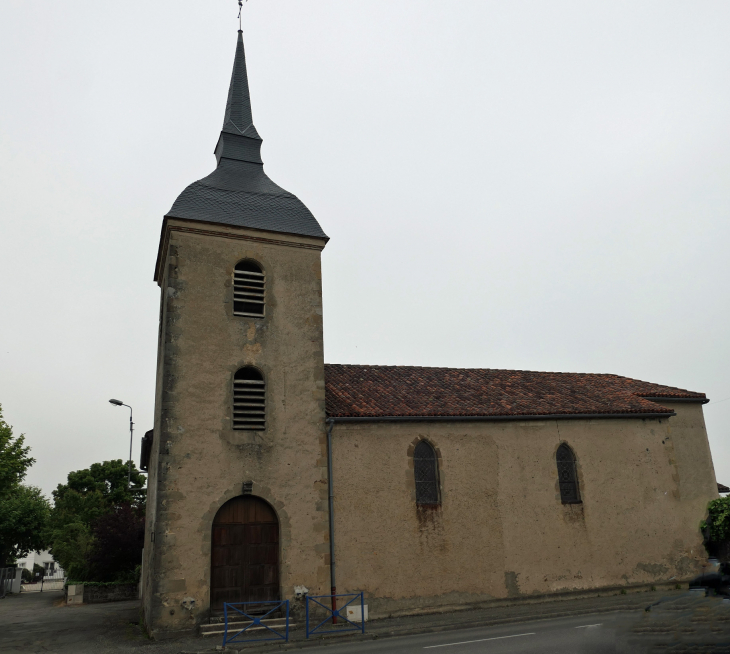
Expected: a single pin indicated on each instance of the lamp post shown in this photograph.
(131, 431)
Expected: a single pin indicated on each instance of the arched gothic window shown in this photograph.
(249, 400)
(425, 467)
(248, 289)
(567, 475)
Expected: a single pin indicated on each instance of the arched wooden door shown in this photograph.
(245, 553)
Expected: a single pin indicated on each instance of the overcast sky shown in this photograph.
(525, 184)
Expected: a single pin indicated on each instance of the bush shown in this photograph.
(717, 525)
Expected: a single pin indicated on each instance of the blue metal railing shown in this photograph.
(254, 621)
(333, 614)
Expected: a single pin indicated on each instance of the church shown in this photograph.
(424, 488)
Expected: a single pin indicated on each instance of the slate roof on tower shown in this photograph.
(379, 392)
(238, 192)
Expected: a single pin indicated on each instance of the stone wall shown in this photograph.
(502, 530)
(198, 462)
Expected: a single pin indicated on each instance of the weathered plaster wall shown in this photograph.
(502, 530)
(198, 461)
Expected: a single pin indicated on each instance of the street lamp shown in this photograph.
(131, 431)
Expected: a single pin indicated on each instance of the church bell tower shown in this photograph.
(236, 507)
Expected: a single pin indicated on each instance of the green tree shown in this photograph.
(81, 502)
(718, 520)
(24, 510)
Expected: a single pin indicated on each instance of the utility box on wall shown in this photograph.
(354, 613)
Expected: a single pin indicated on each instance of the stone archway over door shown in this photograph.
(245, 553)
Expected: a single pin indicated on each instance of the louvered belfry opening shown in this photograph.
(426, 473)
(248, 289)
(249, 400)
(567, 476)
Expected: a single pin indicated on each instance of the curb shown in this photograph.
(412, 631)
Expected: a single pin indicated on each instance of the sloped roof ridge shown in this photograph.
(372, 391)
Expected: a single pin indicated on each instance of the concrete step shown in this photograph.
(219, 628)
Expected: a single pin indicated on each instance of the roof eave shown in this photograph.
(553, 416)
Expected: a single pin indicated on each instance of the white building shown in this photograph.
(45, 560)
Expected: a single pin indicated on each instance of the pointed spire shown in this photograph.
(238, 119)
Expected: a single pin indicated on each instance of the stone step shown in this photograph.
(219, 628)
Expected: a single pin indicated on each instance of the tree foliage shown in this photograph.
(24, 510)
(118, 542)
(718, 520)
(86, 508)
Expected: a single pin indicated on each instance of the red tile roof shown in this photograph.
(409, 391)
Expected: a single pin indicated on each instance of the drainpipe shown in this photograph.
(330, 488)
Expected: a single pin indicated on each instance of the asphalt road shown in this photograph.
(39, 623)
(576, 635)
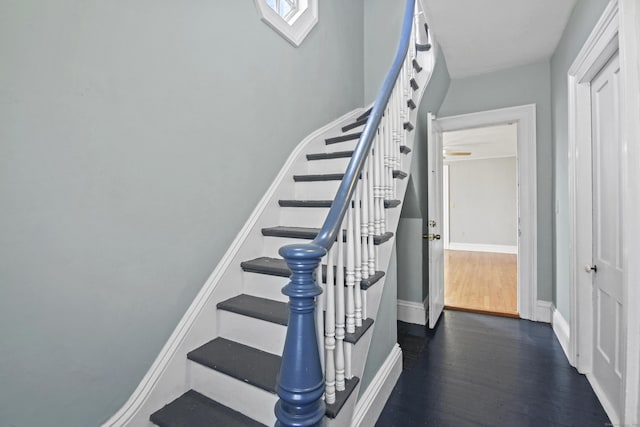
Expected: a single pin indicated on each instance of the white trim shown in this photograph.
(629, 34)
(412, 312)
(525, 116)
(481, 247)
(562, 331)
(372, 401)
(597, 50)
(137, 399)
(609, 408)
(544, 311)
(300, 26)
****************************************
The line containing "building shown in this photograph." and each line after it through the end of the listing above are to be written out exactly, without the pictures.

--- YOUR SOLUTION ---
Expected: a single pin indicated on each instance of the white building shown in this photograph.
(45, 560)
Expected: a single pin indicated on each instance of the pointed spire shown in this photograph.
(238, 119)
Expected: a single pin indicated on each instance of the stone step shown in this photograph.
(219, 628)
Expected: a single pin indicated on each instance of the tree foliage shown in this photograph.
(24, 510)
(118, 542)
(718, 520)
(86, 508)
Expected: a single pin indicated on each instance of the red tile roof shown in this photograph.
(409, 391)
Expected: a single pin indicated on each instance of the drainpipe shown in this photograph.
(330, 488)
Expected: a single pin indicated on each instance of the asphalt road shown in this photograph.
(39, 623)
(576, 635)
Expected: a single pin indicated on each instance of the white trim shown in this photograph.
(629, 34)
(412, 312)
(525, 116)
(481, 247)
(562, 331)
(372, 401)
(597, 50)
(137, 399)
(609, 408)
(544, 311)
(300, 26)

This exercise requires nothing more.